Stored data entries
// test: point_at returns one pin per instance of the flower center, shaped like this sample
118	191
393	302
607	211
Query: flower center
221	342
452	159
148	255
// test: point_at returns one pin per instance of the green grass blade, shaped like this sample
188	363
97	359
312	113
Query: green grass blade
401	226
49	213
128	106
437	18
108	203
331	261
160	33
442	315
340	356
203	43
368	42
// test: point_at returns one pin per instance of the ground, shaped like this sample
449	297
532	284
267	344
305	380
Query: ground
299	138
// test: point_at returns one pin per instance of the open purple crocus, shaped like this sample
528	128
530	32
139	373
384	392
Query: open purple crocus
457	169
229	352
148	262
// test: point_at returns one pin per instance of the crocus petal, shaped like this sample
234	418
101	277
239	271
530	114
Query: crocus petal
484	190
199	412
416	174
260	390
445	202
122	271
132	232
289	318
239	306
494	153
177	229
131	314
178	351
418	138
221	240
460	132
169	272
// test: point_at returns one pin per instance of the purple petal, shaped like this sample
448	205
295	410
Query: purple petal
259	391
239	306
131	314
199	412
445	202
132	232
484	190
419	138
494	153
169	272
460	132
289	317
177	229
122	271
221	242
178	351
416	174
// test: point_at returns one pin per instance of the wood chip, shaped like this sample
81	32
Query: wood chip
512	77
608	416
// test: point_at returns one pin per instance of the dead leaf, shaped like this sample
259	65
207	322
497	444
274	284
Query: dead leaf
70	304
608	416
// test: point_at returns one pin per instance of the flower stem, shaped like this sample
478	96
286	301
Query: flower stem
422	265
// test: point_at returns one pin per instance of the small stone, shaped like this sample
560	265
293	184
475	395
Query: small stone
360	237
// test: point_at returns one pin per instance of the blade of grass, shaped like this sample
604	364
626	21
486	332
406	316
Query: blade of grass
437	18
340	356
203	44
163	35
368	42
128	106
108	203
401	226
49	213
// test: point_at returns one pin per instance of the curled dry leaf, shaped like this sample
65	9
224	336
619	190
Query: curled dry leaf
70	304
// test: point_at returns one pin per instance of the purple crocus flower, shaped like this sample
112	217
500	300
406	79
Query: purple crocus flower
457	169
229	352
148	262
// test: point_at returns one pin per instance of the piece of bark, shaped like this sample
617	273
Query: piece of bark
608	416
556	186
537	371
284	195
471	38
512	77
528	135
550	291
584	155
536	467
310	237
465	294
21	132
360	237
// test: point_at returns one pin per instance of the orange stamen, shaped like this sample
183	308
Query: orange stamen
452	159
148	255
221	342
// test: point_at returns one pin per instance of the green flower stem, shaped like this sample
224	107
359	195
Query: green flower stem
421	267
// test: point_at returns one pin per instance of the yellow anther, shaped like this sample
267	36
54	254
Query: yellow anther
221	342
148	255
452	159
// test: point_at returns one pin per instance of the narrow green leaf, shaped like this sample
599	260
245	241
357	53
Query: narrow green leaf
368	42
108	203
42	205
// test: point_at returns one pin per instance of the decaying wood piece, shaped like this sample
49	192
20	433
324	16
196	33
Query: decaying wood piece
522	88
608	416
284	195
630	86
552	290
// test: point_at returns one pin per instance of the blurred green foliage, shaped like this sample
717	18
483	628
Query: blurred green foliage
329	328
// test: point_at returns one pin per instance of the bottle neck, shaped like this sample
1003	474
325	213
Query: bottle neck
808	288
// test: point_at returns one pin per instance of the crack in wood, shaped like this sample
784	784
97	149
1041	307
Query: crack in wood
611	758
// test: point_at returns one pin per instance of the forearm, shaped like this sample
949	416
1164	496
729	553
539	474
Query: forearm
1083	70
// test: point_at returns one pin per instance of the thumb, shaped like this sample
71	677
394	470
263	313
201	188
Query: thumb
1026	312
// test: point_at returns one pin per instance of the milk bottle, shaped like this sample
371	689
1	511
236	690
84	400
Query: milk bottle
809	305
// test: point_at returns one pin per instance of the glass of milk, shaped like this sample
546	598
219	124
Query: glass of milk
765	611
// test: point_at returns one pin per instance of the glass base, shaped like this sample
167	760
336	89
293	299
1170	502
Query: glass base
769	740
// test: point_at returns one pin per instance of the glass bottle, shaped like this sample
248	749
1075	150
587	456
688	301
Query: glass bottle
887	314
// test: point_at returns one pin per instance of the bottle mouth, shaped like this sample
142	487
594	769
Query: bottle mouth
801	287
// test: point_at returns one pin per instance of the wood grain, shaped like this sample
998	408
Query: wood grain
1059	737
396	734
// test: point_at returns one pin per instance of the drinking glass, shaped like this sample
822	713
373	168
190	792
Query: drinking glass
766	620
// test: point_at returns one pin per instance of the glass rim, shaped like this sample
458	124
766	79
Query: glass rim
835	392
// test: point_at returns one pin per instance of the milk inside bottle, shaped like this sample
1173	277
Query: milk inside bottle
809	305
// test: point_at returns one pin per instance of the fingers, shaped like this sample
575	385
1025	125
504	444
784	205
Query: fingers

TRY IT:
Look for the string "fingers" in the entries above. Copy every line that has it.

RESULT OF THIS EXERCISE:
// test: point_at returns one pin per instance of the fingers, shaped like this sample
Query: fingers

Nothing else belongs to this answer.